# DIRECTIONS
Give every entry again, word for word and in full.

☆ ☆ ☆ ☆

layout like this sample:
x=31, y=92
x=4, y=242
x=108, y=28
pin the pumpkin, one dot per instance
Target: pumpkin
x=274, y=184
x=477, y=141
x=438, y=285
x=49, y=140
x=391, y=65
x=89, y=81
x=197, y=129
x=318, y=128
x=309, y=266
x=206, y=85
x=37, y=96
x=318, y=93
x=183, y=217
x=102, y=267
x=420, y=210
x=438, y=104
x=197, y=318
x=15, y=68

☆ ☆ ☆ ☆

# RESULT FOR THIS EXERCISE
layout like this sample:
x=31, y=92
x=4, y=242
x=108, y=28
pin the pumpkin, one dot per instance
Target: pumpkin
x=274, y=184
x=477, y=141
x=438, y=285
x=49, y=140
x=391, y=65
x=89, y=81
x=197, y=129
x=318, y=128
x=309, y=266
x=206, y=85
x=37, y=96
x=318, y=93
x=183, y=217
x=102, y=267
x=420, y=210
x=438, y=104
x=197, y=318
x=15, y=68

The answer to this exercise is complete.